Could you convert the rows from the line with "Note to the class: point to the black rubber" to the line with "(1181, 682)", both included, into a numbered list with blank lines left out?

Stored items:
———
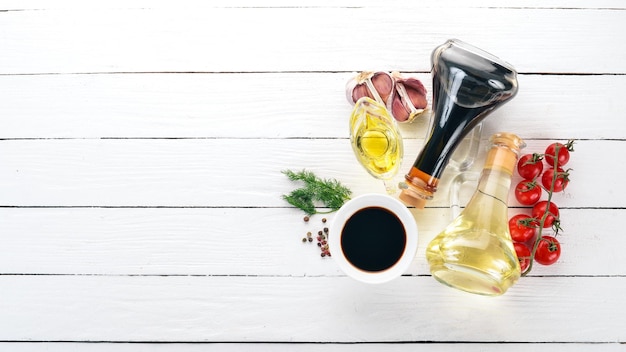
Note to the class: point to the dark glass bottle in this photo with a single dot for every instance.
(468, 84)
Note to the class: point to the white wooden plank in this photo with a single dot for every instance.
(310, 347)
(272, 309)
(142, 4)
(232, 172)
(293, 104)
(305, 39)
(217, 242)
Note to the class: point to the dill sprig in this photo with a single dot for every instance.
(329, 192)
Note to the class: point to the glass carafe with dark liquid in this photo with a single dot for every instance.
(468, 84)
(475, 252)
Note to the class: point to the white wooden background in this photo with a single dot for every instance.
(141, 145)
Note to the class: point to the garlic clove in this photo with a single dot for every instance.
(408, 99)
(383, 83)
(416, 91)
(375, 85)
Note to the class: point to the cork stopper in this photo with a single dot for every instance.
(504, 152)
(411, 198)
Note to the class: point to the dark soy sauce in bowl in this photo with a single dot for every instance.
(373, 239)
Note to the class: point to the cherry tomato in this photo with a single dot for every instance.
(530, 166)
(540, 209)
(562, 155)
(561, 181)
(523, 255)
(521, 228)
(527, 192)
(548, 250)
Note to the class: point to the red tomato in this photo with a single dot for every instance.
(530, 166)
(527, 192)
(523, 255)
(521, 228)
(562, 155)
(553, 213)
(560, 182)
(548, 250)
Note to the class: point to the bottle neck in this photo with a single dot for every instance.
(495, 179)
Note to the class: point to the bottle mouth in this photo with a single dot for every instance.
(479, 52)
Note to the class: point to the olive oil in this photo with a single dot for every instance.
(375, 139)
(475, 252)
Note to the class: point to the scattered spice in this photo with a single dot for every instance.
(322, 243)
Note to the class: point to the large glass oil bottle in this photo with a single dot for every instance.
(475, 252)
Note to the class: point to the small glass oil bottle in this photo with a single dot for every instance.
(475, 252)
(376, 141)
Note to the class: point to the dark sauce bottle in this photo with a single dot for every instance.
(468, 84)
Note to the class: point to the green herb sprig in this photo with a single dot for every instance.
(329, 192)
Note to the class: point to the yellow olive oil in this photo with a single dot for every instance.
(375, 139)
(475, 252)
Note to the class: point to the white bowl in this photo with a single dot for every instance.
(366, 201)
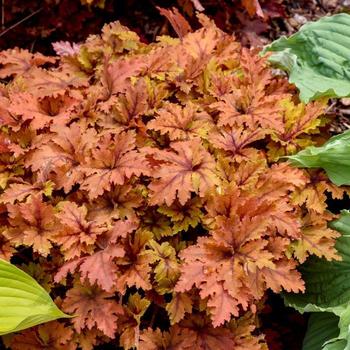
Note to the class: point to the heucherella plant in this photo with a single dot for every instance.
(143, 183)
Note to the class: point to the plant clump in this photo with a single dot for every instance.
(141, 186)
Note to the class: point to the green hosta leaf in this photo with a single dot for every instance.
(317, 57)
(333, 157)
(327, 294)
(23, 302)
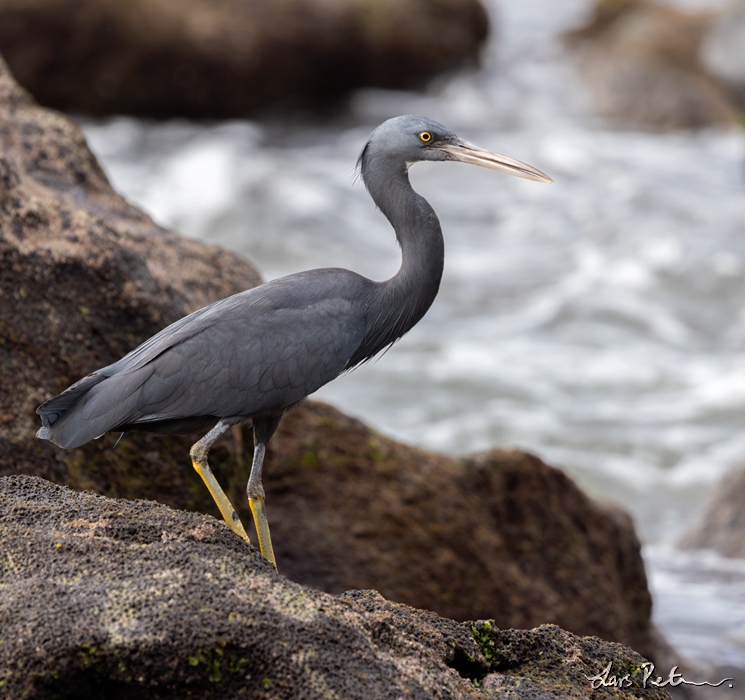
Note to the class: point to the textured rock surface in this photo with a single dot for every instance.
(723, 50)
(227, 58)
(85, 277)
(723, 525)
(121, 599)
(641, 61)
———
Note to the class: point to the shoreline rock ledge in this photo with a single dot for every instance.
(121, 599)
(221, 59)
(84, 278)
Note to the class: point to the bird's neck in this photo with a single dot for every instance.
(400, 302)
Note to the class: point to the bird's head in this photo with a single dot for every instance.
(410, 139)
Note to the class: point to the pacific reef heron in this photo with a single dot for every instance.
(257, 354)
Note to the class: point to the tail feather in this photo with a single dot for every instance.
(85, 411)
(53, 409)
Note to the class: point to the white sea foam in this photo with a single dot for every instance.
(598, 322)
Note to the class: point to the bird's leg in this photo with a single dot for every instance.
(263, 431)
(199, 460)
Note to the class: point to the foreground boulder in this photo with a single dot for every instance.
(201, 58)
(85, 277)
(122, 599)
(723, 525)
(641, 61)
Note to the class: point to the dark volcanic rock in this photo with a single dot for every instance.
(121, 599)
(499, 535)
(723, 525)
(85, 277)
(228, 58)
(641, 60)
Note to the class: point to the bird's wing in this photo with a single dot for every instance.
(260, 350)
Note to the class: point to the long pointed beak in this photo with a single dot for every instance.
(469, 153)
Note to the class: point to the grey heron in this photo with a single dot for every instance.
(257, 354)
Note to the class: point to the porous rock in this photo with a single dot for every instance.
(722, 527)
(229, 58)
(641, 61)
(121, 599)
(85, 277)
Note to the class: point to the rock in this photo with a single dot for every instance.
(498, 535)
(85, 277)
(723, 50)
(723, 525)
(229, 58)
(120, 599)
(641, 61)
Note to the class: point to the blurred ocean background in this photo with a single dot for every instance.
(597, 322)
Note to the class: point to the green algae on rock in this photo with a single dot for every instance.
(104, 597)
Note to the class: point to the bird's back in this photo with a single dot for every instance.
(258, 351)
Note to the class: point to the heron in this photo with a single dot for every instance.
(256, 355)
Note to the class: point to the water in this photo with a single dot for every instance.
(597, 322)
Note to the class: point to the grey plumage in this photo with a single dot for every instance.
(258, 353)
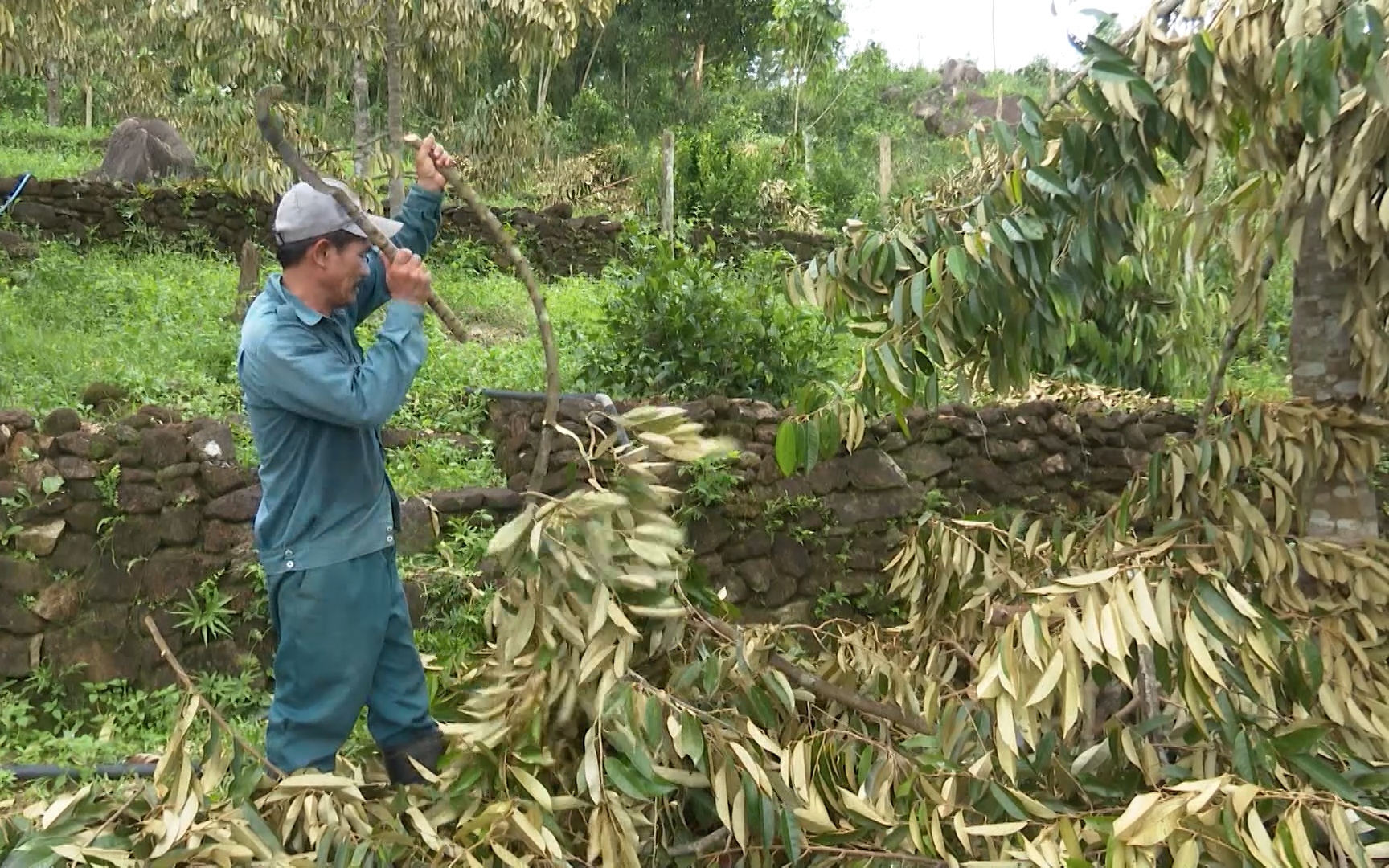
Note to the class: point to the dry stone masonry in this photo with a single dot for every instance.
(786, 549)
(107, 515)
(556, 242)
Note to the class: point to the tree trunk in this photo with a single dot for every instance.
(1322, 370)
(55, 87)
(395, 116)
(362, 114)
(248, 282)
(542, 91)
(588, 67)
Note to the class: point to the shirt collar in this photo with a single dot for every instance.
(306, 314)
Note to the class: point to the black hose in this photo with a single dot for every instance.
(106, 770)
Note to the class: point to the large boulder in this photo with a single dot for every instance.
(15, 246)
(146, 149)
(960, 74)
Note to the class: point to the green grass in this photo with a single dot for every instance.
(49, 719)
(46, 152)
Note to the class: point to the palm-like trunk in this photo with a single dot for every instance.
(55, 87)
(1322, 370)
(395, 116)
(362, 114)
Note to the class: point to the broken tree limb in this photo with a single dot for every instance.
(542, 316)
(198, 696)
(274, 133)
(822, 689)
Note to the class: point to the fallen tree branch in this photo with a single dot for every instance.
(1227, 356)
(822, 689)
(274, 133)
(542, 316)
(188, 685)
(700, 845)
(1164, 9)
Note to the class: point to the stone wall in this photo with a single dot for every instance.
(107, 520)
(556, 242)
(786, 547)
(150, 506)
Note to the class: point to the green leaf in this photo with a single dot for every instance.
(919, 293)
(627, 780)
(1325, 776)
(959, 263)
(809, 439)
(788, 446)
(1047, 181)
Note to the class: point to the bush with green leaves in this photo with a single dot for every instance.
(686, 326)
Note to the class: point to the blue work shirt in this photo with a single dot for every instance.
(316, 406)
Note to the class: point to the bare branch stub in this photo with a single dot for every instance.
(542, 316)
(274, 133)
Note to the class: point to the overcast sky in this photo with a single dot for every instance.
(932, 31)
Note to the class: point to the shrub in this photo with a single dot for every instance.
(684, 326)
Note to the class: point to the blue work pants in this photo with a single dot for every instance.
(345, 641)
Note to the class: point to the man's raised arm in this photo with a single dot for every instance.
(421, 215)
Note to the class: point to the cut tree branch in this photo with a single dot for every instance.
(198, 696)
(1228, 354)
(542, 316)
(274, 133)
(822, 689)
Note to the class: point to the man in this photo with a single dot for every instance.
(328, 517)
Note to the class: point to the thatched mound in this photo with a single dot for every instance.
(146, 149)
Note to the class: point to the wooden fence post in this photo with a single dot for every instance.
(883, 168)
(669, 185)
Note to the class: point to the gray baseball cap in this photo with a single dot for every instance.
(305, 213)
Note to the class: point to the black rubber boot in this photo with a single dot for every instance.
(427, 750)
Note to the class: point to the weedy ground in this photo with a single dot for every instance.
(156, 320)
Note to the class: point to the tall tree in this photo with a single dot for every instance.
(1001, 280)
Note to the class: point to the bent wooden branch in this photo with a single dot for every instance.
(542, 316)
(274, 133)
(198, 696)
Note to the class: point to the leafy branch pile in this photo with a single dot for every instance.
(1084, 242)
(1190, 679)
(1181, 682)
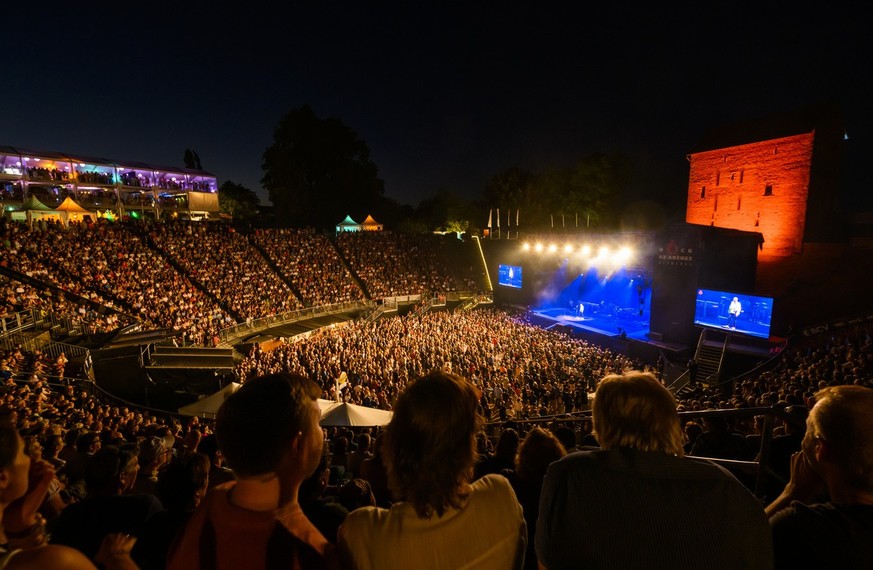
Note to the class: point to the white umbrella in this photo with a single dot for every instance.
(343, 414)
———
_The reply_
1. Note to the class: point to the black rubber boot in this photo with a single dot for every instance.
2. (427, 750)
3. Note to the class: point to the weedy ground in this photo with a single dot for every instance.
4. (156, 320)
5. Note to the class: point to the tall tree in this photo with a single dot for every instance.
6. (1001, 280)
7. Note to the class: point to the bent wooden branch in this photo with a single dot for every instance.
8. (542, 316)
9. (274, 133)
10. (198, 696)
11. Note to the class: point to the leafy branch pile in this photo with a single dot for every instance.
12. (1084, 242)
13. (1190, 679)
14. (1181, 682)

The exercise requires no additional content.